Your task -> Return all of the entries exactly, with nothing added or left out.
▼
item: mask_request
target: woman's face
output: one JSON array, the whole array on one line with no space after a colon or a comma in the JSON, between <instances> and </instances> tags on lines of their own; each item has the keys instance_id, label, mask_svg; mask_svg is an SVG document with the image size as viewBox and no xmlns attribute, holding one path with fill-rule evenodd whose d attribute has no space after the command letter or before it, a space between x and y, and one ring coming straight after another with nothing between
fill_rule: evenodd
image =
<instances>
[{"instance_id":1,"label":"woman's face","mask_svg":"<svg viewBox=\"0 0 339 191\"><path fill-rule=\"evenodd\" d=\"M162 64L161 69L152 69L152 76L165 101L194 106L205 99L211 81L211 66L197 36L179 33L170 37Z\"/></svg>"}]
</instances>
▲
Answer to the problem ->
item: mask_request
target: woman's face
output: one JSON array, the whole array on one line with no space after a colon or a comma in the JSON, between <instances> and </instances> tags on lines of their own; each item has the keys instance_id, label, mask_svg; mask_svg is an SVG document with the image size as viewBox and no xmlns attribute, holding one path with fill-rule evenodd whose d attribute has no space after the command letter or before it, a space between x and y, and one ring coming straight after another with nothing between
fill_rule: evenodd
image =
<instances>
[{"instance_id":1,"label":"woman's face","mask_svg":"<svg viewBox=\"0 0 339 191\"><path fill-rule=\"evenodd\" d=\"M162 64L161 69L152 69L152 76L165 101L194 106L205 99L211 81L211 66L197 36L179 33L170 37Z\"/></svg>"}]
</instances>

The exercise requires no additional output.